Many of the Boss’s fans were angered by Trump and his supporters’ use of the song, considering that Springsteen himself referred to Trump as a “threat to our democracy.” Many people tweeted that those playing the song continued to misunderstand the lyrics and the song’s irony.
Many covers of Born in the USA have been recorded over the years. In 1985, singer Patti LaBelle covered the song, as did Stanley Clarke. José González covered the song without singing the chorus. There has been an acoustic bagpipe cover, a children’s choir cover, a bluegrass cover, a bouzouki cover, and a Neil Young cover.
Among the song’s memorable parodies are Frank Jacobs’ Mad version called “Porn in the USA” and Cheech and Cong’s song “Born in East L.A.” A rap parody that Springsteen agreed to was recorded by 2 Live Crew and called “Banned in the USA.”
Though most fans of the song and the album interpreted the album cover as either a depiction of the American working-class hero or a patriotic gesture, some thought that Springsteen was defacing the flag. They believed that Bruce was urinating on the American flag.

* [Dataset excerpts]:

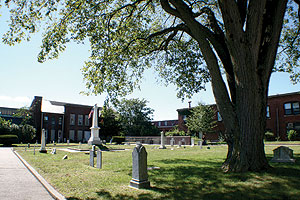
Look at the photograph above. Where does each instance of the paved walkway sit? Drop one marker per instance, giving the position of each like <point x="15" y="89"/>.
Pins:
<point x="16" y="181"/>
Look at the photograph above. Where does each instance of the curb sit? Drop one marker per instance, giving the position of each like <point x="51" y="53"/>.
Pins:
<point x="54" y="193"/>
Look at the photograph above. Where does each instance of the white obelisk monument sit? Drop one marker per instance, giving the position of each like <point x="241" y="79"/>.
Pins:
<point x="94" y="139"/>
<point x="43" y="142"/>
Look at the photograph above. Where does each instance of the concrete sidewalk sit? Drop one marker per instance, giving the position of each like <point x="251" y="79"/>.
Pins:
<point x="16" y="181"/>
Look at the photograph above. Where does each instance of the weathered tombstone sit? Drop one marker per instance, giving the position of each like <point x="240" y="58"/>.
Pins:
<point x="94" y="139"/>
<point x="172" y="142"/>
<point x="139" y="168"/>
<point x="200" y="144"/>
<point x="179" y="143"/>
<point x="99" y="159"/>
<point x="283" y="154"/>
<point x="43" y="142"/>
<point x="91" y="158"/>
<point x="162" y="141"/>
<point x="183" y="141"/>
<point x="53" y="151"/>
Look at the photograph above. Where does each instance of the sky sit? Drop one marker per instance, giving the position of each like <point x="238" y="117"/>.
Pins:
<point x="22" y="78"/>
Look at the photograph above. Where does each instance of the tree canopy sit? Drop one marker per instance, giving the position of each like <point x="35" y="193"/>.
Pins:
<point x="202" y="119"/>
<point x="135" y="118"/>
<point x="188" y="42"/>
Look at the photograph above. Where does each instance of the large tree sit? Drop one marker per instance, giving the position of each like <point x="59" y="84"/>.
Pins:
<point x="188" y="42"/>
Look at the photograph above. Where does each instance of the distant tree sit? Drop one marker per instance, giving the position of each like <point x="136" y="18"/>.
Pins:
<point x="109" y="122"/>
<point x="136" y="118"/>
<point x="188" y="42"/>
<point x="201" y="120"/>
<point x="25" y="114"/>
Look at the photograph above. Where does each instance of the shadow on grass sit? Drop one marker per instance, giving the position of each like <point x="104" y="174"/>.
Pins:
<point x="190" y="179"/>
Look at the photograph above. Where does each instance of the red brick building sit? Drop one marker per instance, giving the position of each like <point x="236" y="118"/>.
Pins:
<point x="185" y="112"/>
<point x="283" y="114"/>
<point x="62" y="121"/>
<point x="165" y="125"/>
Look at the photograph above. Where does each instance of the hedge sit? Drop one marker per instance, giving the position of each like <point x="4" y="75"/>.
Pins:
<point x="8" y="140"/>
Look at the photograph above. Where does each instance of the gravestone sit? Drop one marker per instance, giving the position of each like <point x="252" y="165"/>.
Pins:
<point x="99" y="159"/>
<point x="91" y="158"/>
<point x="183" y="141"/>
<point x="283" y="154"/>
<point x="200" y="144"/>
<point x="192" y="142"/>
<point x="53" y="151"/>
<point x="95" y="139"/>
<point x="172" y="142"/>
<point x="139" y="168"/>
<point x="43" y="142"/>
<point x="179" y="143"/>
<point x="162" y="141"/>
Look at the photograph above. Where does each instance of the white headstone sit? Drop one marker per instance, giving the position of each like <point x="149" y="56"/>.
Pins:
<point x="43" y="142"/>
<point x="94" y="139"/>
<point x="162" y="141"/>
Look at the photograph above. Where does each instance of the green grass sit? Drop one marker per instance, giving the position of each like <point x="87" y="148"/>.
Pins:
<point x="185" y="173"/>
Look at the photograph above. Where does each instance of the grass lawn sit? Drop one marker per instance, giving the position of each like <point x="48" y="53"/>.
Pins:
<point x="185" y="173"/>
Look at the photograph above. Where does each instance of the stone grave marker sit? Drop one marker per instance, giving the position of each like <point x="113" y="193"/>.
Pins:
<point x="172" y="142"/>
<point x="179" y="143"/>
<point x="99" y="159"/>
<point x="200" y="144"/>
<point x="139" y="168"/>
<point x="43" y="142"/>
<point x="283" y="154"/>
<point x="162" y="141"/>
<point x="192" y="142"/>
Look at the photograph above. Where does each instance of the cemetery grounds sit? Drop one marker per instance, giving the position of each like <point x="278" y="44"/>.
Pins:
<point x="175" y="173"/>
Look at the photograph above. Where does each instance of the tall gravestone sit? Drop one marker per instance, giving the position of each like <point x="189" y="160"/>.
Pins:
<point x="192" y="142"/>
<point x="139" y="168"/>
<point x="172" y="142"/>
<point x="162" y="141"/>
<point x="43" y="142"/>
<point x="94" y="139"/>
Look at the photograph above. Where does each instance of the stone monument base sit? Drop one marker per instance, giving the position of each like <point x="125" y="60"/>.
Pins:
<point x="139" y="184"/>
<point x="94" y="142"/>
<point x="43" y="151"/>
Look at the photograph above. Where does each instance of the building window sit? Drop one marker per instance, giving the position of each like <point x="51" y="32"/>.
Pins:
<point x="80" y="120"/>
<point x="291" y="108"/>
<point x="53" y="120"/>
<point x="86" y="120"/>
<point x="268" y="112"/>
<point x="60" y="120"/>
<point x="219" y="117"/>
<point x="72" y="119"/>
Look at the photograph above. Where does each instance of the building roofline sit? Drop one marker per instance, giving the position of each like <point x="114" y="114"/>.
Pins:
<point x="285" y="94"/>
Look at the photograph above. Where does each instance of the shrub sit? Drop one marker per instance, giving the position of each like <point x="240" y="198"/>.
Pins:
<point x="118" y="139"/>
<point x="8" y="140"/>
<point x="269" y="136"/>
<point x="292" y="135"/>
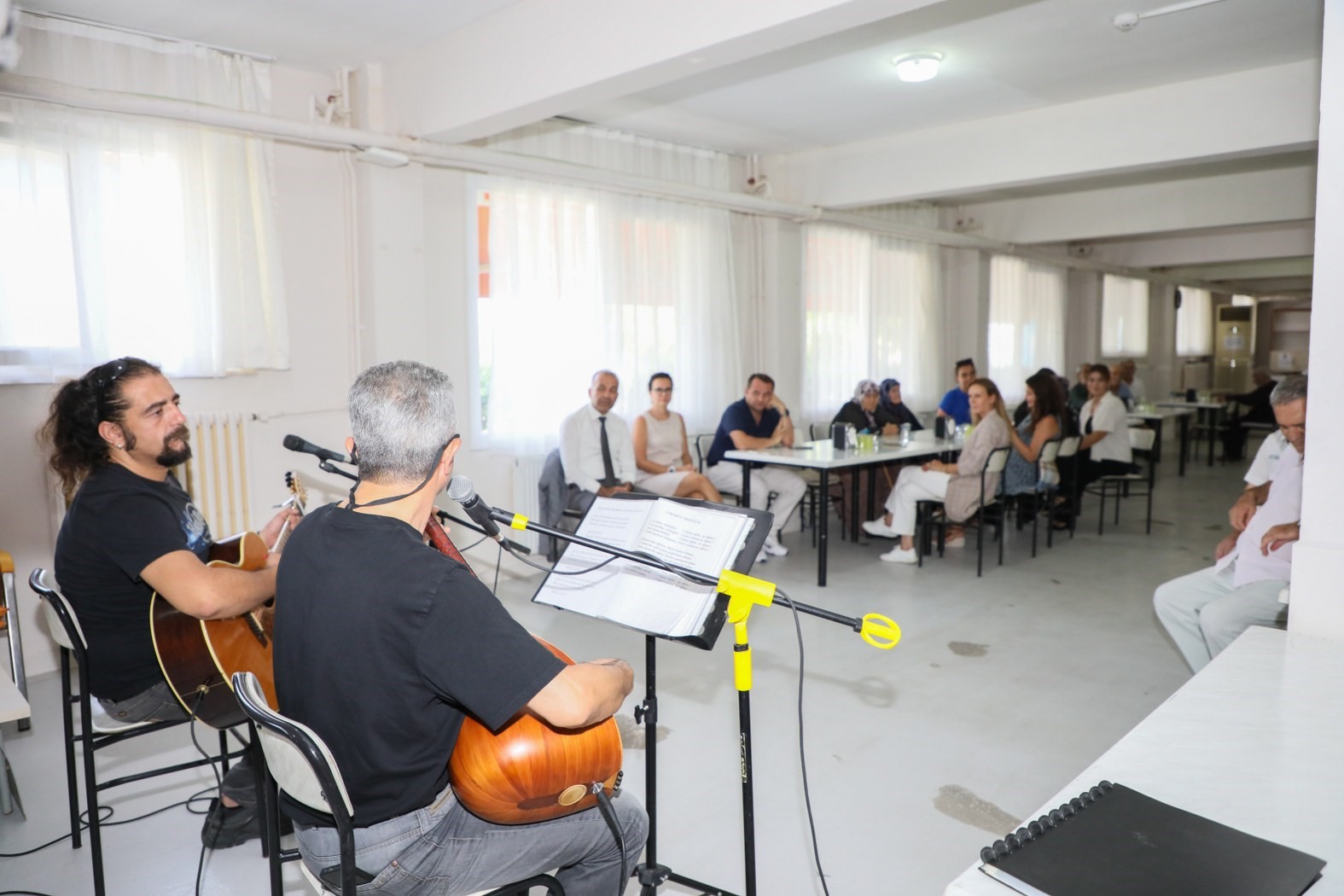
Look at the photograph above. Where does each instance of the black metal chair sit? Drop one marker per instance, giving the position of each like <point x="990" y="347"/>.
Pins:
<point x="930" y="515"/>
<point x="97" y="730"/>
<point x="301" y="765"/>
<point x="1141" y="444"/>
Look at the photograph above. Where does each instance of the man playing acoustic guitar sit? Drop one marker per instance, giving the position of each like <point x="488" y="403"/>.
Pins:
<point x="383" y="645"/>
<point x="131" y="531"/>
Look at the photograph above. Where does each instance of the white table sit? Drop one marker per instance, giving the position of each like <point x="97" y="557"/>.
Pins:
<point x="824" y="457"/>
<point x="1253" y="742"/>
<point x="1161" y="416"/>
<point x="12" y="708"/>
<point x="1210" y="416"/>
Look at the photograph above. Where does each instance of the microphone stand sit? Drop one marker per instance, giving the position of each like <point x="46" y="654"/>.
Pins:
<point x="743" y="593"/>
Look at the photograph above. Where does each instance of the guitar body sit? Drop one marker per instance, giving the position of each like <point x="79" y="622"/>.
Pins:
<point x="199" y="656"/>
<point x="530" y="770"/>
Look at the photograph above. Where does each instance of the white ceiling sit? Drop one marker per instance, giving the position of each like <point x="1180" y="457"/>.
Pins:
<point x="1002" y="56"/>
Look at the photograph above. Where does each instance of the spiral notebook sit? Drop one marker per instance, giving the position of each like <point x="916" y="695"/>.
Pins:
<point x="1114" y="841"/>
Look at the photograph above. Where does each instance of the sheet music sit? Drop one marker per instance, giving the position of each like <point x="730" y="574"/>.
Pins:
<point x="632" y="594"/>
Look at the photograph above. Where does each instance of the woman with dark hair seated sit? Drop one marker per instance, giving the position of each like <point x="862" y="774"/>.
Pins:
<point x="1044" y="421"/>
<point x="661" y="451"/>
<point x="892" y="404"/>
<point x="864" y="411"/>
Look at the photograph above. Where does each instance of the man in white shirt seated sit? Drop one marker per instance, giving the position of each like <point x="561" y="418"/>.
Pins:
<point x="1206" y="610"/>
<point x="596" y="448"/>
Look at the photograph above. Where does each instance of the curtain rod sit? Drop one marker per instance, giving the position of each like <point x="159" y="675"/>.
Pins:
<point x="137" y="32"/>
<point x="490" y="161"/>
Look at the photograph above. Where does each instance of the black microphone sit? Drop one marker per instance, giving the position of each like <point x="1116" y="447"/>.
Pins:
<point x="296" y="444"/>
<point x="462" y="491"/>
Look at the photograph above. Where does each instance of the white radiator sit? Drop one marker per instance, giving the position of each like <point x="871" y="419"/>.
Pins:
<point x="217" y="474"/>
<point x="527" y="473"/>
<point x="1194" y="375"/>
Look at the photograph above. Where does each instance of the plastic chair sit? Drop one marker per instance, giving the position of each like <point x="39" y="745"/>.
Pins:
<point x="1140" y="442"/>
<point x="303" y="766"/>
<point x="97" y="729"/>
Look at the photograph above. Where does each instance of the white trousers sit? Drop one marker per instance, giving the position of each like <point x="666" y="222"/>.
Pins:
<point x="914" y="486"/>
<point x="1203" y="613"/>
<point x="789" y="488"/>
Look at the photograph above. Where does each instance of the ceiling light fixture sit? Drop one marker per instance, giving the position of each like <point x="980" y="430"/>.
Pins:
<point x="1128" y="20"/>
<point x="916" y="66"/>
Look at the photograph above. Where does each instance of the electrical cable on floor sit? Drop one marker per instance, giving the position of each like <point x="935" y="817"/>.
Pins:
<point x="803" y="750"/>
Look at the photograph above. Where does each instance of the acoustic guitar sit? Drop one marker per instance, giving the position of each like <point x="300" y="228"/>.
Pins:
<point x="530" y="770"/>
<point x="199" y="656"/>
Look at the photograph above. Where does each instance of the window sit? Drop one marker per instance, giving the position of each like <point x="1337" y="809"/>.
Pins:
<point x="126" y="236"/>
<point x="1124" y="316"/>
<point x="871" y="313"/>
<point x="573" y="281"/>
<point x="1026" y="323"/>
<point x="1195" y="323"/>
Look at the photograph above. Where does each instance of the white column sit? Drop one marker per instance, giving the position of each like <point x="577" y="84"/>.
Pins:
<point x="1318" y="558"/>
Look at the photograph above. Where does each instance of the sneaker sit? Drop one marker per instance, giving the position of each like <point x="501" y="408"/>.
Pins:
<point x="879" y="528"/>
<point x="227" y="828"/>
<point x="901" y="555"/>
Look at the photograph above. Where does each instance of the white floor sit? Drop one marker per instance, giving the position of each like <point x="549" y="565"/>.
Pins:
<point x="1002" y="689"/>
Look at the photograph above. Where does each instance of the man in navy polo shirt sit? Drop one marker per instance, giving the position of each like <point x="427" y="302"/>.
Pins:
<point x="956" y="404"/>
<point x="757" y="421"/>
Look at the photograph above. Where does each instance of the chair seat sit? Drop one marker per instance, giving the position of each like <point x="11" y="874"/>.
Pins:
<point x="105" y="724"/>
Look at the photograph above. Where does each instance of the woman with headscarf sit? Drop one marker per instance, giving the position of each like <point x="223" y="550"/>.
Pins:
<point x="864" y="411"/>
<point x="892" y="404"/>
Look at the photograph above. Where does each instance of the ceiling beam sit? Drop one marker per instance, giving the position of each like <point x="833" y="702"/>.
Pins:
<point x="1241" y="114"/>
<point x="1220" y="201"/>
<point x="540" y="58"/>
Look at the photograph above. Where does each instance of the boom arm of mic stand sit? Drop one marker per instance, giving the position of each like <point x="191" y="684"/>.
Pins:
<point x="876" y="629"/>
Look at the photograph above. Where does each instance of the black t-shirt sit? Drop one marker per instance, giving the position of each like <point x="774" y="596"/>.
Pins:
<point x="119" y="524"/>
<point x="738" y="416"/>
<point x="381" y="643"/>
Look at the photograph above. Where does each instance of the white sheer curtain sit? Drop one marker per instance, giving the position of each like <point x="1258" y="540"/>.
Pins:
<point x="1195" y="323"/>
<point x="871" y="313"/>
<point x="1124" y="316"/>
<point x="585" y="280"/>
<point x="131" y="236"/>
<point x="1026" y="323"/>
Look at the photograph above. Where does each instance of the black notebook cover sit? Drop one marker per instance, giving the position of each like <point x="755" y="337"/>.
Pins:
<point x="1114" y="841"/>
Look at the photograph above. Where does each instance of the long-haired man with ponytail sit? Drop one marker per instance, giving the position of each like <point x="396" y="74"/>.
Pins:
<point x="113" y="437"/>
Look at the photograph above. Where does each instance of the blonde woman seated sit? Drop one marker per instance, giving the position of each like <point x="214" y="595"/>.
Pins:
<point x="661" y="451"/>
<point x="957" y="486"/>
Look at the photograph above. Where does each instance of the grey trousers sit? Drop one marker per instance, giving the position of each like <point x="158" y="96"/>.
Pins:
<point x="159" y="704"/>
<point x="1203" y="613"/>
<point x="446" y="851"/>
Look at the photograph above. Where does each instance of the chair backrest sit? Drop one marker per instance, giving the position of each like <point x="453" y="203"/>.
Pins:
<point x="62" y="621"/>
<point x="1141" y="438"/>
<point x="703" y="441"/>
<point x="296" y="757"/>
<point x="998" y="460"/>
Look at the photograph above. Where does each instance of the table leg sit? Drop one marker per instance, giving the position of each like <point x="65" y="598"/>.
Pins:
<point x="1211" y="428"/>
<point x="822" y="528"/>
<point x="1184" y="442"/>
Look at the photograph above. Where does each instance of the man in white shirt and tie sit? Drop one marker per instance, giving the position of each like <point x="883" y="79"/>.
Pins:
<point x="596" y="448"/>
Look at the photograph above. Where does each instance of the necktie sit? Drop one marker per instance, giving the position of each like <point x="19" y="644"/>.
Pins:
<point x="608" y="468"/>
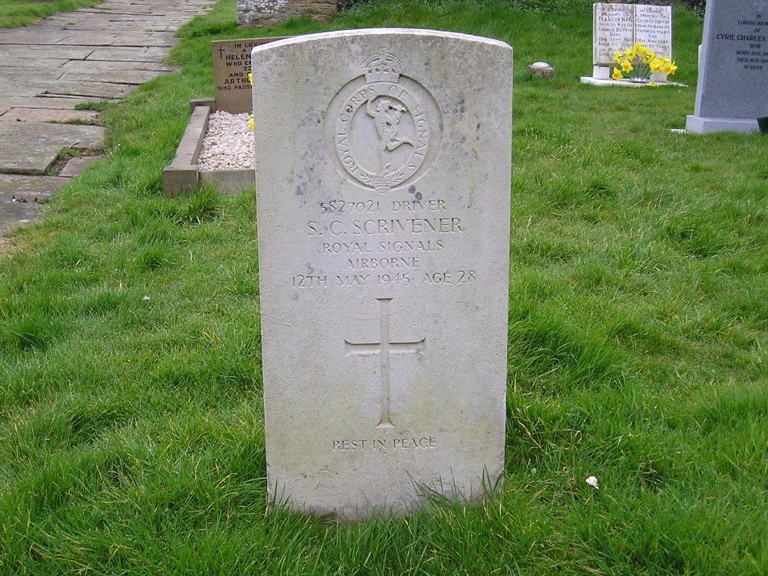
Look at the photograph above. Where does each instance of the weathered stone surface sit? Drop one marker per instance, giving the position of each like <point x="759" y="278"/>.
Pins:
<point x="22" y="198"/>
<point x="128" y="54"/>
<point x="75" y="166"/>
<point x="264" y="13"/>
<point x="56" y="116"/>
<point x="50" y="67"/>
<point x="84" y="88"/>
<point x="36" y="145"/>
<point x="383" y="182"/>
<point x="733" y="75"/>
<point x="231" y="66"/>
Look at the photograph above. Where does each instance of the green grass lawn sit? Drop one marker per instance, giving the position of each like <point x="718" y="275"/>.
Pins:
<point x="15" y="13"/>
<point x="131" y="421"/>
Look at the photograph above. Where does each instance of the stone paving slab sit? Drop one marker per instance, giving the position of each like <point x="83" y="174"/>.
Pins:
<point x="49" y="103"/>
<point x="105" y="90"/>
<point x="48" y="68"/>
<point x="76" y="165"/>
<point x="127" y="54"/>
<point x="134" y="77"/>
<point x="28" y="53"/>
<point x="22" y="198"/>
<point x="53" y="115"/>
<point x="36" y="144"/>
<point x="107" y="67"/>
<point x="26" y="36"/>
<point x="12" y="61"/>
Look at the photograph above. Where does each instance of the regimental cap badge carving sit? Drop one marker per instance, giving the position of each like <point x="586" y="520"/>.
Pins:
<point x="386" y="126"/>
<point x="382" y="67"/>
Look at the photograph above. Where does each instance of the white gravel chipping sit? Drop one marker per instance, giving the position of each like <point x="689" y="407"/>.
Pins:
<point x="228" y="145"/>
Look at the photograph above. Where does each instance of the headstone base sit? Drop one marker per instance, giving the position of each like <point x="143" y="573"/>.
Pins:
<point x="700" y="125"/>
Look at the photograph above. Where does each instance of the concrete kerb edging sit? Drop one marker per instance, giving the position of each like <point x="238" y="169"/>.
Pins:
<point x="183" y="172"/>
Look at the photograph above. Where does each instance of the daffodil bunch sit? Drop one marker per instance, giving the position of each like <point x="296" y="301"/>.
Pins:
<point x="639" y="62"/>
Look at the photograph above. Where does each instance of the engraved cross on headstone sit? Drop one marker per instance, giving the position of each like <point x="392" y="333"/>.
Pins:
<point x="384" y="348"/>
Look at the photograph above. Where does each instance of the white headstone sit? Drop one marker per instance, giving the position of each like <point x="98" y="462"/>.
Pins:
<point x="383" y="183"/>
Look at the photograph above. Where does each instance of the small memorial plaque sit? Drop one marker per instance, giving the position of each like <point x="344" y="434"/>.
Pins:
<point x="619" y="26"/>
<point x="231" y="66"/>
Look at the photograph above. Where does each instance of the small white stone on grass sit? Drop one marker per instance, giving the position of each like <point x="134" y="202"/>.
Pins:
<point x="541" y="70"/>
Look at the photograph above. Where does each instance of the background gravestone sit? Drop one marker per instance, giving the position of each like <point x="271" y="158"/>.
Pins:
<point x="732" y="90"/>
<point x="617" y="27"/>
<point x="264" y="13"/>
<point x="231" y="66"/>
<point x="383" y="182"/>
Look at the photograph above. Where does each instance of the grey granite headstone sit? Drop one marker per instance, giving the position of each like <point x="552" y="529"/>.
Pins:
<point x="732" y="90"/>
<point x="383" y="183"/>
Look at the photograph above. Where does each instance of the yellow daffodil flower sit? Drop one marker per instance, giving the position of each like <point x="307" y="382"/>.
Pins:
<point x="670" y="68"/>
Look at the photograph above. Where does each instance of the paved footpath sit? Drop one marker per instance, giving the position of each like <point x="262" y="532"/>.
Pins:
<point x="99" y="53"/>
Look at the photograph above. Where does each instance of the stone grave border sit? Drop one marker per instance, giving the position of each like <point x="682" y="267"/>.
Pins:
<point x="183" y="172"/>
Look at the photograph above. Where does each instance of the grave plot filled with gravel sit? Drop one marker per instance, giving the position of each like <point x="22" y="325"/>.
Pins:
<point x="228" y="144"/>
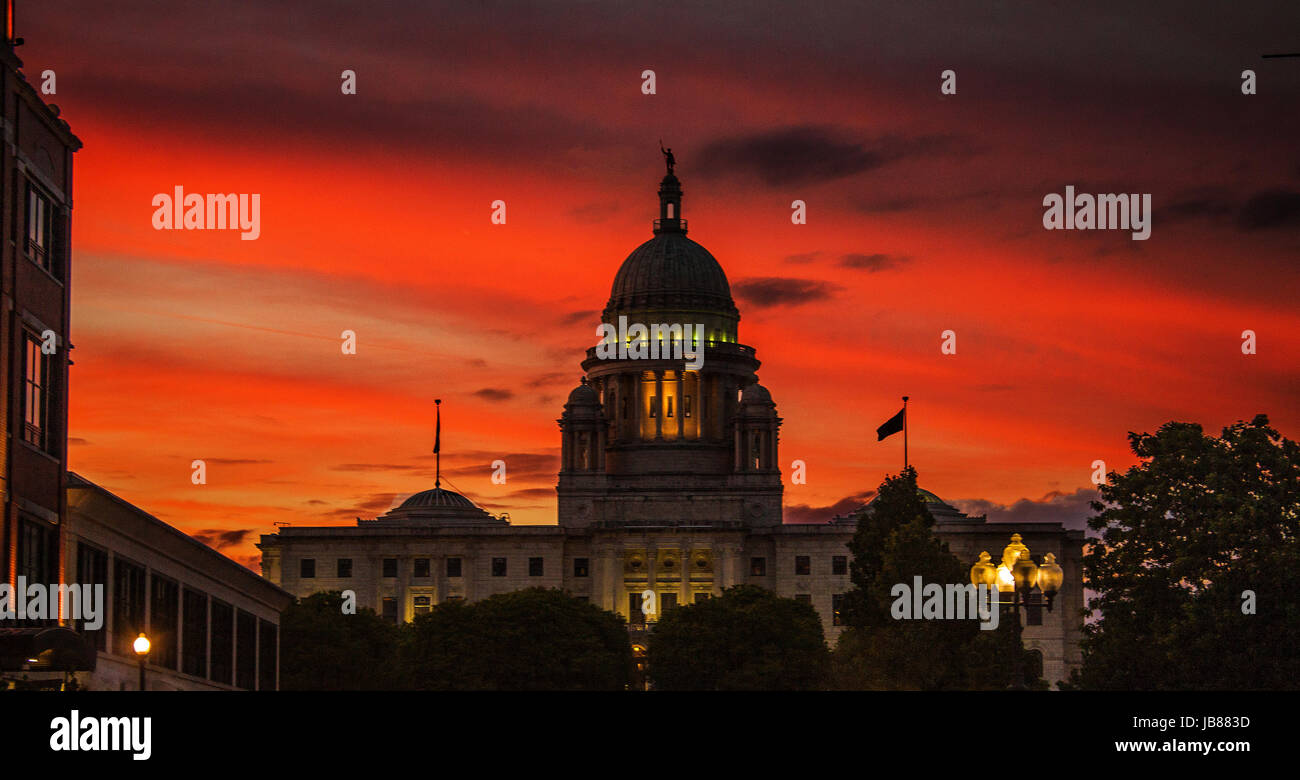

* [Exercise objective]: Please quote the passage about Born in the USA in full, word for word. Work from the passage about Born in the USA and nothing else, leaving the entries aside.

* [The solution]:
Many of the Boss’s fans were angered by Trump and his supporters’ use of the song, considering that Springsteen himself referred to Trump as a “threat to our democracy.” Many people tweeted that those playing the song continued to misunderstand the lyrics and the song’s irony.
Many covers of Born in the USA have been recorded over the years. In 1985, singer Patti LaBelle covered the song, as did Stanley Clarke. José González covered the song without singing the chorus. There has been an acoustic bagpipe cover, a children’s choir cover, a bluegrass cover, a bouzouki cover, and a Neil Young cover.
Among the song’s memorable parodies are Frank Jacobs’ Mad version called “Porn in the USA” and Cheech and Cong’s song “Born in East L.A.” A rap parody that Springsteen agreed to was recorded by 2 Live Crew and called “Banned in the USA.”
Though most fans of the song and the album interpreted the album cover as either a depiction of the American working-class hero or a patriotic gesture, some thought that Springsteen was defacing the flag. They believed that Bruce was urinating on the American flag.